---- Document excerpt

The parties are entitled to a jury trial for certain types of claims (e.g., breach of contract). By agreement, however, the parties may waive the right to a jury trial and request a bench trial instead. Other types of claims can only be heard by the judge in a bench trial and the parties are not entitled to request a jury. You should talk to your attorney about whether you are entitled to a jury trial and whether it would be advantageous to waive the right to a jury trial.
During a jury trial, the process begins by providing both parties the opportunity to question the potential jurors to determine if jurors have biases that would affect their ability to be impartial (this is called voir dire). In the case of a jury trial, once a jury is chosen, the judge gives the rules and instructions that govern the case.

--------
---- Extracted material

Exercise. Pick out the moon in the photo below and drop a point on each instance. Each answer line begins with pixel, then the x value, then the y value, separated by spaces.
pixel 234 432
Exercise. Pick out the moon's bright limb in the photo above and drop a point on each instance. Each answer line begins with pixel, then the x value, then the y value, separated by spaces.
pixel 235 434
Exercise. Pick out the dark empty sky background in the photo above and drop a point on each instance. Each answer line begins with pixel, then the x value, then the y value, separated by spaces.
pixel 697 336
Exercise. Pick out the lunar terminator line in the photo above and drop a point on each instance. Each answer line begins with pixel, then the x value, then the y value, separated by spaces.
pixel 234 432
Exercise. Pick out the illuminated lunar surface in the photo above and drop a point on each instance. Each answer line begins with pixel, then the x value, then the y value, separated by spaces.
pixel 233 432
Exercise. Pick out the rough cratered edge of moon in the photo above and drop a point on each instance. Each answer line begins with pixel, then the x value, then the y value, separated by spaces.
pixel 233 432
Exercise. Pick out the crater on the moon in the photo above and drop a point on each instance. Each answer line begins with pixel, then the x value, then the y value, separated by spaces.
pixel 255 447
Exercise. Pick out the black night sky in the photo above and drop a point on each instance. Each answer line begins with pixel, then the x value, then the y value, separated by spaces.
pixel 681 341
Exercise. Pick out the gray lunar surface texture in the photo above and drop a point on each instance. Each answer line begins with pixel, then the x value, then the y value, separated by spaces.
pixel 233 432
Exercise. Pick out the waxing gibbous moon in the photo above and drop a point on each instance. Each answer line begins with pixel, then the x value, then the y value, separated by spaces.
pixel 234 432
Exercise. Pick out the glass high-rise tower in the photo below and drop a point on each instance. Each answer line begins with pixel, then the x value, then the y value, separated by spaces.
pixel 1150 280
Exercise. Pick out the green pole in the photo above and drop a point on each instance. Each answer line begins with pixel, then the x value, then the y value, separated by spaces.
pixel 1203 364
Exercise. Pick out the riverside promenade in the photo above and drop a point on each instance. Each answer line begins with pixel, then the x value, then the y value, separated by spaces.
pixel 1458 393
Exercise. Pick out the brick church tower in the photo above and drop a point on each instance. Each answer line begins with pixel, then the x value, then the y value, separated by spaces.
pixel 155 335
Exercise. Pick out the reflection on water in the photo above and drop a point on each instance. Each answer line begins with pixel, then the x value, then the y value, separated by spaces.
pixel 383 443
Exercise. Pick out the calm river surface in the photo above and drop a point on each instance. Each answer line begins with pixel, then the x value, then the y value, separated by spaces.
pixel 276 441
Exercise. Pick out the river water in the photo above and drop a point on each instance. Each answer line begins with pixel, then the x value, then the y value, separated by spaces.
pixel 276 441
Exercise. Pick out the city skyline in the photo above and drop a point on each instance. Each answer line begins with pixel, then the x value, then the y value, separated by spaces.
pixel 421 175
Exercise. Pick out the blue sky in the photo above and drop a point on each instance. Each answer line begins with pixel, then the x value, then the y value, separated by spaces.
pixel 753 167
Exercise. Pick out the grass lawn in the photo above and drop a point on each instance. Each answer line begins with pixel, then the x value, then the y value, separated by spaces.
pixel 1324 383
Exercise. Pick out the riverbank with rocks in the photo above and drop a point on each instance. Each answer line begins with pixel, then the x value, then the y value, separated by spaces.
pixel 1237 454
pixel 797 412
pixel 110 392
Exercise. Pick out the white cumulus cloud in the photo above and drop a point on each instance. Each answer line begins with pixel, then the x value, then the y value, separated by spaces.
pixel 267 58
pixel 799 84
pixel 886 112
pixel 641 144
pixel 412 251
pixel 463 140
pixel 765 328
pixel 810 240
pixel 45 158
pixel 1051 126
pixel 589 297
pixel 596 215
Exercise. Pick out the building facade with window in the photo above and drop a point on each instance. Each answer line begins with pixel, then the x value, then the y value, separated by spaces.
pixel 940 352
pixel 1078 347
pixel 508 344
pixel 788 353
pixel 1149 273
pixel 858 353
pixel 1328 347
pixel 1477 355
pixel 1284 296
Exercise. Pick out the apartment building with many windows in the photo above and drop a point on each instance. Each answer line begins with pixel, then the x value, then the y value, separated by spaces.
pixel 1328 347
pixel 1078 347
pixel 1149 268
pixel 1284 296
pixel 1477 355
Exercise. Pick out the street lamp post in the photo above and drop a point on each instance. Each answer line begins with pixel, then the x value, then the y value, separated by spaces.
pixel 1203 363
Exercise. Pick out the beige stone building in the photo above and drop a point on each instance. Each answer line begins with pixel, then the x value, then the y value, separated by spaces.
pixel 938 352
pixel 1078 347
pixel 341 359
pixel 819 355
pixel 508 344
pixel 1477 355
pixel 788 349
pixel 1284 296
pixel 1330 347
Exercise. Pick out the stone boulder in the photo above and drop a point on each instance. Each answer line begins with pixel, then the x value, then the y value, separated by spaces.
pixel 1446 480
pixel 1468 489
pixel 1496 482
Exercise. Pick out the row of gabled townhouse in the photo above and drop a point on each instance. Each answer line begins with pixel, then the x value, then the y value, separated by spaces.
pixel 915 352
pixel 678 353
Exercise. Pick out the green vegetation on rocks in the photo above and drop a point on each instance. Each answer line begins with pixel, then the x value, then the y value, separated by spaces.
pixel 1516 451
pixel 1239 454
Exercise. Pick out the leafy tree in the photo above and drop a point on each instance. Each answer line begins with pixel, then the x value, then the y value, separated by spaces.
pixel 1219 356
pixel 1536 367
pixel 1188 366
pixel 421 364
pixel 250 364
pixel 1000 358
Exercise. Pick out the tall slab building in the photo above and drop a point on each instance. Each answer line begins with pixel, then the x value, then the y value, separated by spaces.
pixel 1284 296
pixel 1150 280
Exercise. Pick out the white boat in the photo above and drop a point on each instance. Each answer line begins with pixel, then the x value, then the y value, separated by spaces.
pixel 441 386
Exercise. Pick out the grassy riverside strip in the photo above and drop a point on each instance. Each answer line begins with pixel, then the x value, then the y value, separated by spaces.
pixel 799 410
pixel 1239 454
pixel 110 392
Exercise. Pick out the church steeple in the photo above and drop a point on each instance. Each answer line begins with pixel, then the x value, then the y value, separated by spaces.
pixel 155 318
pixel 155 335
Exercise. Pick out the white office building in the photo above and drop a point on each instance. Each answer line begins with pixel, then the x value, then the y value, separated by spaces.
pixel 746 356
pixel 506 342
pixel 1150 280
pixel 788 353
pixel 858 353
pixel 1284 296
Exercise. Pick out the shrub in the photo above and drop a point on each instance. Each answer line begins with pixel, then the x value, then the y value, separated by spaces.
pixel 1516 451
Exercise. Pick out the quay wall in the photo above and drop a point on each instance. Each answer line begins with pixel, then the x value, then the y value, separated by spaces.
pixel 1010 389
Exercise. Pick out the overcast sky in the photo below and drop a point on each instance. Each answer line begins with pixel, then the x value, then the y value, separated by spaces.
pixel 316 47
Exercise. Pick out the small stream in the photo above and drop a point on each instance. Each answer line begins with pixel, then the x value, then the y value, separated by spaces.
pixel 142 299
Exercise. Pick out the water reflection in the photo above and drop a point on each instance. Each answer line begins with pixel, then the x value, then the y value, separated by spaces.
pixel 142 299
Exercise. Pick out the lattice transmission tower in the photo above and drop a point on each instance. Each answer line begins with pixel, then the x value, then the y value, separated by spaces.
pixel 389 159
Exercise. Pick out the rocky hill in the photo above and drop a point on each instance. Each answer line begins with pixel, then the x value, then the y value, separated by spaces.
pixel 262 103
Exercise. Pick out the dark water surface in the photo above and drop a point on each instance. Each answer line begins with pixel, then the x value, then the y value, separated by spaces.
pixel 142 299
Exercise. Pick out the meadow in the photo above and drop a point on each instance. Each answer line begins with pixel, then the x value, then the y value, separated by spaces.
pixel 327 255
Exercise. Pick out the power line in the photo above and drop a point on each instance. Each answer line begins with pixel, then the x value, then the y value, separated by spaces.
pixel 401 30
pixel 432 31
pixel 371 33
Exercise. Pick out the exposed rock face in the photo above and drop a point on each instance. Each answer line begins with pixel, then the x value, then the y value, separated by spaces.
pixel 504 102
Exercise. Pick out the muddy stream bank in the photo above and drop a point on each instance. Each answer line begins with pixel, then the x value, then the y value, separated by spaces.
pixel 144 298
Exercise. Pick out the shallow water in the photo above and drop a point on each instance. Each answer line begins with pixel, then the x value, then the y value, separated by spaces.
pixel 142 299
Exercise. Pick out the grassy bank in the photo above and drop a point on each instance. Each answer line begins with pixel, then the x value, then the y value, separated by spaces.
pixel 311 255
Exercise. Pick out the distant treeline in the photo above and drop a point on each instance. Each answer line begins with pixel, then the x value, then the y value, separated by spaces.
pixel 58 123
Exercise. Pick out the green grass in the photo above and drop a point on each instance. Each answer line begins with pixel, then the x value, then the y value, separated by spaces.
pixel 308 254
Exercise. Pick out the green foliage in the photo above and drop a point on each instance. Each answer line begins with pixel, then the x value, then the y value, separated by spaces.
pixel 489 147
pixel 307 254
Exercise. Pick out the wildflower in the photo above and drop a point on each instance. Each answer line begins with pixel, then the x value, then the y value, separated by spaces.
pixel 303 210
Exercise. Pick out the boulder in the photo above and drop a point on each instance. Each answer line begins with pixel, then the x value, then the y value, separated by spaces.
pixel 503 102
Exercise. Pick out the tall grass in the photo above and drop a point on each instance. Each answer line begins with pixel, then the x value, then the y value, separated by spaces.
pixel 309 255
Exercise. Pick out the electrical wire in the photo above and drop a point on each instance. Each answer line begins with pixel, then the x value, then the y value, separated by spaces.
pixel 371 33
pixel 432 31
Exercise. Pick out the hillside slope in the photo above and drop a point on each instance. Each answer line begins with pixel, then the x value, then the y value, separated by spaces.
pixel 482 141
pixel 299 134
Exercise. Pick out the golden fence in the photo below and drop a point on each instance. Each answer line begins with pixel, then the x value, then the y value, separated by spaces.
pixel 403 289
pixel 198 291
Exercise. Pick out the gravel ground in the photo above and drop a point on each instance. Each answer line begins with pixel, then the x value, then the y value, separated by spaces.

--------

**Directions**
A - Which sentences in the jury trial text contain the word "parties"? List each one in full.
B - Retype the jury trial text from "The parties are entitled" to "govern the case.".

**Answers in order**
A -
- The parties are entitled to a jury trial for certain types of claims (e.g., breach of contract).
- By agreement, however, the parties may waive the right to a jury trial and request a bench trial instead.
- Other types of claims can only be heard by the judge in a bench trial and the parties are not entitled to request a jury.
- During a jury trial, the process begins by providing both parties the opportunity to question the potential jurors to determine if jurors have biases that would affect their ability to be impartial (this is called voir dire).

B -
The parties are entitled to a jury trial for certain types of claims (e.g., breach of contract). By agreement, however, the parties may waive the right to a jury trial and request a bench trial instead. Other types of claims can only be heard by the judge in a bench trial and the parties are not entitled to request a jury. You should talk to your attorney about whether you are entitled to a jury trial and whether it would be advantageous to waive the right to a jury trial.
During a jury trial, the process begins by providing both parties the opportunity to question the potential jurors to determine if jurors have biases that would affect their ability to be impartial (this is called voir dire). In the case of a jury trial, once a jury is chosen, the judge gives the rules and instructions that govern the case.